*Goal of the exercise:*
Print out the records that follow, exactly and completely.

Saved entries

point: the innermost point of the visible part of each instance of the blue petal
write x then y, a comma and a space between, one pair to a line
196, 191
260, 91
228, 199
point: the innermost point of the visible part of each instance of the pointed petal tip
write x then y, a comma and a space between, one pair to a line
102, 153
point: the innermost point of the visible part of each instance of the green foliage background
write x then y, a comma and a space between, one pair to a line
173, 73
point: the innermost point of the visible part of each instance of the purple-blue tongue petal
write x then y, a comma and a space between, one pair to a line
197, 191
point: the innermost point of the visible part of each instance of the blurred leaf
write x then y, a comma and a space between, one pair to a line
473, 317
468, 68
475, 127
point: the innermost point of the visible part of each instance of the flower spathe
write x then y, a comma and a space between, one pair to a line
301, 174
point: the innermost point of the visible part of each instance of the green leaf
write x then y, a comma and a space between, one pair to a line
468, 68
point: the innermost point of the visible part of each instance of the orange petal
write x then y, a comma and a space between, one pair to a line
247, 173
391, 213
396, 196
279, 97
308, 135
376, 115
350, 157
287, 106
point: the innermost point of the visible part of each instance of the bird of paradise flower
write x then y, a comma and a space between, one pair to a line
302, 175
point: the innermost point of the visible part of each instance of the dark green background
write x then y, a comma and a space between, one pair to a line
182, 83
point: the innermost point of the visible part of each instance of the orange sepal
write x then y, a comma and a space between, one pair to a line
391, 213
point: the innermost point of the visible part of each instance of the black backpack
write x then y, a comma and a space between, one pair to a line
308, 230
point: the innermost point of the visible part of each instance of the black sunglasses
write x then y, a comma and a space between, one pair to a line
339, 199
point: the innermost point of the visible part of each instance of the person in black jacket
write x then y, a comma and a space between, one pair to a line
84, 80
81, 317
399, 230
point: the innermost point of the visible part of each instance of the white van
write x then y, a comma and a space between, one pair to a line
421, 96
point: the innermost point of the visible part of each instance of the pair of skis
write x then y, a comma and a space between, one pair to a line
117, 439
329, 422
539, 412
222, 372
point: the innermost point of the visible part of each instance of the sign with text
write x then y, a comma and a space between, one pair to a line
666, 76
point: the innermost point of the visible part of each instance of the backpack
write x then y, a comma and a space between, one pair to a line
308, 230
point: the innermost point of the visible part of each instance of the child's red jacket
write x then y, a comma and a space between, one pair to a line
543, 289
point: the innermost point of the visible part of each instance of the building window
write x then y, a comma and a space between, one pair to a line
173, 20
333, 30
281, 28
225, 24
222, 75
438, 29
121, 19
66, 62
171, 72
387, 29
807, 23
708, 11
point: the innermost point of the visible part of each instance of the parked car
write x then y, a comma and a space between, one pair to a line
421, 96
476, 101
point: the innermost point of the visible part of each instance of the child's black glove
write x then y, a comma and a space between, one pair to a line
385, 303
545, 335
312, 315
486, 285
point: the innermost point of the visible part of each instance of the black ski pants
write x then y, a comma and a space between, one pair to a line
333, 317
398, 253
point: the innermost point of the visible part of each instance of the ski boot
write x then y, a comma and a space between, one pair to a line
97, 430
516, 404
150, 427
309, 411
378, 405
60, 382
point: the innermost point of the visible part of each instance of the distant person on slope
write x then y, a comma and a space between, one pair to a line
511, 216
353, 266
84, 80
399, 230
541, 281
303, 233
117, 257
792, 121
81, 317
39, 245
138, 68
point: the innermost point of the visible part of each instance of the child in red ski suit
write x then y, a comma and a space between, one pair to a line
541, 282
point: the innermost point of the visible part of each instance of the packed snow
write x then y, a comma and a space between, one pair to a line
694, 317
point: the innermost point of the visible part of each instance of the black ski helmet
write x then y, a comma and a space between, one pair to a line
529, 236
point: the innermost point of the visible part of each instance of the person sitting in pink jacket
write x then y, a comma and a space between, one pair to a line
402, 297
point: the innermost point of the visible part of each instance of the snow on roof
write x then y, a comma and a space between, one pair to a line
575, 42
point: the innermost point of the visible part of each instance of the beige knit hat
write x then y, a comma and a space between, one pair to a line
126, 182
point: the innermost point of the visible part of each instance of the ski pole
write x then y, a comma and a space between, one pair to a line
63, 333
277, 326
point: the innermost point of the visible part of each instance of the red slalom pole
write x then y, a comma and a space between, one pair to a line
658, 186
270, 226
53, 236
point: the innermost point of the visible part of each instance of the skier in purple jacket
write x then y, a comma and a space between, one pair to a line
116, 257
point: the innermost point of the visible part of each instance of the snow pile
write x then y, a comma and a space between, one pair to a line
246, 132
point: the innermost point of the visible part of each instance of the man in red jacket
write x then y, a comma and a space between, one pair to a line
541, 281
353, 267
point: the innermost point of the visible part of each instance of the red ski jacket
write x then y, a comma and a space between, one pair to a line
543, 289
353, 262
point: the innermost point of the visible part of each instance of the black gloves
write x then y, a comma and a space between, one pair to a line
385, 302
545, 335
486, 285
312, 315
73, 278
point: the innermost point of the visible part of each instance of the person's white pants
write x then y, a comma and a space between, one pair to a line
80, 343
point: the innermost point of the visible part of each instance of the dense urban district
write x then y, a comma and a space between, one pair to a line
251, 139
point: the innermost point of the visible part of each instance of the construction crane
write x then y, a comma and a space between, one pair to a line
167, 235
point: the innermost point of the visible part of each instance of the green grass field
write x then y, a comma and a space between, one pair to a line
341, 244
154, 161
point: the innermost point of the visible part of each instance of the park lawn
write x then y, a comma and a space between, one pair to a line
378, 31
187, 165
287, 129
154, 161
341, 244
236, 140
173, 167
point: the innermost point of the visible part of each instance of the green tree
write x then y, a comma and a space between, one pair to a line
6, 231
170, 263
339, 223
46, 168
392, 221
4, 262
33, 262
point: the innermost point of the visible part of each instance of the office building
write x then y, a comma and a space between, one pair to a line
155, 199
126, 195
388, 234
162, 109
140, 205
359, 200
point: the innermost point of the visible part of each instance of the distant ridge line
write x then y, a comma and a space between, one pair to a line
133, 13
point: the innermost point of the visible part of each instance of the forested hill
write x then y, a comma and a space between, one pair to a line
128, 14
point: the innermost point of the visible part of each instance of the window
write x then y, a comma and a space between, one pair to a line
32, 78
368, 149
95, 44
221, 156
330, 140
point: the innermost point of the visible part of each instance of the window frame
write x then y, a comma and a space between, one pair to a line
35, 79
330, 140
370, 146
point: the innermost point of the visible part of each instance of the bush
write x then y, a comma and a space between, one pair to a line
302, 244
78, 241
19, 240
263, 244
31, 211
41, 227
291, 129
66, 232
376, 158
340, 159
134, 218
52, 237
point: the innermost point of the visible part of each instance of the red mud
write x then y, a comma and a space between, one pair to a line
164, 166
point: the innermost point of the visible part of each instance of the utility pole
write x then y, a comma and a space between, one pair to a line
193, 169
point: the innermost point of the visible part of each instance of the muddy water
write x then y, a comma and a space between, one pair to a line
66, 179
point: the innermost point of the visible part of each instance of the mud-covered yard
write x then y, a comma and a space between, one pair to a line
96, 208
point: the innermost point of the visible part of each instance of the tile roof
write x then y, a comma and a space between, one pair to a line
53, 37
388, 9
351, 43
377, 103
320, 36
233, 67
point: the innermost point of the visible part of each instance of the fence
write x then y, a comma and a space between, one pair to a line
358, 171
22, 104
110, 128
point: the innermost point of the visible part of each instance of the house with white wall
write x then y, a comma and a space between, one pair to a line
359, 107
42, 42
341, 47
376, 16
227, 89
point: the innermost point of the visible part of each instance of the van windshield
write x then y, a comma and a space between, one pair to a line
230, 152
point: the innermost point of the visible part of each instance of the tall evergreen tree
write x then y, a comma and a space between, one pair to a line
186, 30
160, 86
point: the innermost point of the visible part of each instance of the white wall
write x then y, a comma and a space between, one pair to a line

*Task answer:*
point: the innermost point of the visible part of each instance of the blue petal
write x then y, a comma and a space between, one pair to a line
196, 191
260, 91
228, 199
point: the innermost point of the visible part of each instance of the pointed petal tip
write x then y, a comma and a space between, one pair to a line
102, 153
point: the innermost point of the visible part of each instance of the green foliage background
write x then y, a comma and a space between, one pair to a line
173, 73
point: the innermost point of the visible part of each instance of the purple-blue tongue petal
write x then y, a comma and a space between, one pair to a line
197, 191
point: the innermost point of the visible part of each instance of the blurred leaf
write x then y, a comma and a space between, one pair to a line
473, 317
468, 68
475, 127
point: the innermost point of the visible part of each instance of the flower spathe
write x then y, a comma and a space between, one pair to a line
301, 174
point: the innermost point of the visible part of each instance of the green leaf
write x then y, a comma and a space between, one pair to a line
468, 68
point: the innermost point of the visible part of each instance of the orange petal
write x then y, a comma and a space between, one pair to a line
247, 173
391, 213
396, 196
279, 97
308, 135
376, 115
350, 157
287, 106
point: the innermost point of the visible part of each instance of the bird of paradise flower
write x then y, a comma and a space between, one pair to a line
302, 175
point: the innermost point of the visible part of each instance of the dark green background
write x then y, a comma and a space between, one pair to a line
182, 83
point: the innermost point of the visible part of each instance of the orange sepal
write x then y, a comma and a space between, one pair to a line
391, 213
point: the innermost point of the visible part of each instance of the black backpack
write x then y, a comma and a space between, one pair to a line
308, 230
point: the innermost point of the visible part of each instance of the black sunglasses
write x then y, a comma and a space between, one pair to a line
339, 199
point: the innermost point of the visible part of each instance of the person in black jacket
write x then y, a comma and a space between, one pair to a line
84, 80
81, 317
399, 230
point: the innermost point of the visible part of each instance of the white van
write x then y, a comma and a space between, one pair to a line
421, 96
point: the innermost point of the visible part of each instance of the pair of skis
write x then y, a comma and a space between, one pair to a line
117, 439
329, 422
539, 412
222, 372
point: the innermost point of the visible part of each instance of the sign with text
write x then y, a comma and a space between, one pair to a line
666, 76
point: the innermost point of the visible part of each instance of the backpack
write x then y, a comma and a space between, one pair to a line
308, 230
point: the innermost point of the visible part of each instance of the child's red jacket
write x then y, a comma and a space between, one pair to a line
543, 289
point: the innermost point of the visible part of each instance of the building window
write x then y, a comma and a space between, one pair to a line
173, 20
333, 30
281, 28
225, 24
222, 75
438, 29
121, 19
66, 62
171, 72
387, 29
807, 23
708, 11
point: the innermost point of the visible part of each instance of the parked car
write x then y, a comma and a space between, one pair to a line
421, 96
476, 101
point: the innermost point of the visible part of each instance of the child's black glove
write x then y, a comma and a space between, one pair to a line
385, 303
545, 335
312, 315
486, 285
point: the innermost point of the visible part of each instance of the black ski pants
write x then y, a comma and a space between, one pair to a line
333, 317
398, 253
point: the innermost point of the visible part of each instance of the ski boot
write x then y, a comma and a space between, one pair to a line
97, 430
516, 404
150, 427
309, 411
378, 405
60, 382
point: the innermost point of the visible part of each instance of the distant person on slope
write x then y, a comma and a space between, one pair to a line
511, 216
353, 266
84, 80
399, 230
541, 281
303, 233
117, 257
792, 121
81, 317
39, 245
138, 68
point: the innermost point of the visible part of each instance of the child in red ski suit
write x then y, a comma and a space between, one pair to a line
541, 282
point: the innermost point of the visible part of each instance of the packed snow
write x then y, a comma and a space between, one pair to a line
694, 317
point: the innermost point of the visible part of each instance of the black ski helmet
write x then y, a comma and a space between, one pair to a line
529, 236
point: the innermost point of the visible part of each instance of the person sitting in pink jacket
write x then y, a comma and a space between, one pair to a line
402, 297
point: the innermost point of the visible part of each instance of the snow on roof
write x then y, a comma and a space between, one pair to a line
575, 42
point: the innermost point of the visible part of each instance of the beige knit hat
write x then y, a comma and a space between, one pair to a line
126, 182
point: the innermost point of the visible part of each instance of the ski pole
write x then y, a comma and a space between, one pair to a line
63, 333
277, 326
point: the innermost point of the visible part of each instance of the red slalom pole
write x then y, a comma and a space between, one pair to a line
658, 186
270, 226
53, 236
point: the innermost point of the visible part of each instance of the skier in purple jacket
write x then y, a comma and a space between, one pair to a line
116, 257
point: the innermost point of the visible part of each instance of the snow pile
write x then y, a comma and a space between, one pair to a line
246, 132
point: the innermost point of the visible part of each instance of the man in red jacket
write x then y, a comma and a space between, one pair to a line
541, 281
353, 267
point: the innermost point of the visible part of each instance of the red ski jacket
write x then y, a comma and a space between, one pair to a line
543, 289
353, 262
point: the innermost point of the visible part of each instance of the black gloves
write x then y, a comma and a space between, one pair to a line
385, 302
545, 335
486, 285
312, 315
73, 278
point: the innermost point of the visible part of each instance of the person's white pants
write x then y, a comma and a space between, one pair to a line
80, 343
point: the innermost point of the visible part of each instance of the dense urban district
write x then y, a comma and a space between, one pair to a line
251, 139
point: the innermost point of the visible part of each instance of the construction crane
write x then y, a comma and a space between, one pair to a line
167, 235
point: the innermost point of the visible part of each instance of the green grass field
write x then y, a comma and a space between, one pair to a line
341, 244
154, 161
point: the innermost point of the visible part of each instance of the park lawn
write x then y, a comma and a space between, one pair to a line
378, 31
187, 165
287, 129
154, 161
341, 244
236, 140
173, 167
point: the innermost point of the visible part of each instance of the green tree
write x then y, a comma and a space between, one pair to a line
6, 231
170, 263
339, 223
46, 168
392, 221
4, 262
33, 262
point: the innermost point of the visible part of each instance of the office building
write x then y, a comma and a space between, one pair to a line
155, 199
126, 195
388, 234
162, 109
140, 205
359, 200
point: the innermost point of the visible part of each instance of the distant ridge line
write x then y, a comma and a space between, one pair to a line
133, 13
point: the innermost point of the visible part of each instance of the forested hill
write x then y, a comma and a space between, one pair to a line
128, 14
point: the innermost point of the visible part of each instance of the window
write x then y, a comma and a space between, one pair to a line
32, 78
368, 149
95, 44
221, 156
330, 140
point: the innermost point of the visible part of each instance of the window frame
write x then y, a comma and a space between, one pair to a line
35, 79
330, 140
370, 146
point: the innermost point of the visible part of each instance of the bush
write x then y, a comma and a space between, one pair to a line
302, 244
78, 241
19, 240
263, 244
31, 211
41, 227
291, 129
66, 232
376, 158
340, 159
134, 218
52, 237
point: the innermost point of the visible part of each instance of the red mud
write x then y, a comma and a space between, one pair to a line
164, 166
point: the innermost point of the visible part of each instance of the utility pole
write x then y, a comma and a space between, one pair to a line
193, 169
point: the innermost point of the visible part of each instance of the muddy water
write x then y, a comma and a space between, one pair to a line
66, 179
point: the innermost point of the visible part of each instance of the mud-covered yard
write x then y, a comma and a space between, one pair to a line
96, 208
point: the innermost point of the visible part of each instance of the tile roof
write x then y, a comma and a space between, one pair to a line
53, 37
388, 9
351, 43
377, 103
320, 36
233, 67
point: the innermost point of the visible part of each instance of the fence
write x then y, a comma and a space between, one pair to a line
358, 171
22, 104
110, 128
point: the innermost point of the visible part of each instance of the house with white wall
write x then y, a comma and a space between, one pair to a line
359, 107
42, 42
341, 47
376, 16
227, 89
point: the innermost point of the visible part of each instance of the van windshield
write x then y, a comma and a space between, one pair to a line
230, 152
point: the innermost point of the visible part of each instance of the tall evergreen tree
write x then y, a comma and a space between, one pair to a line
186, 30
160, 86
point: the innermost point of the visible part of each instance of the white wall
write x then y, a comma and a space between, one pair to a line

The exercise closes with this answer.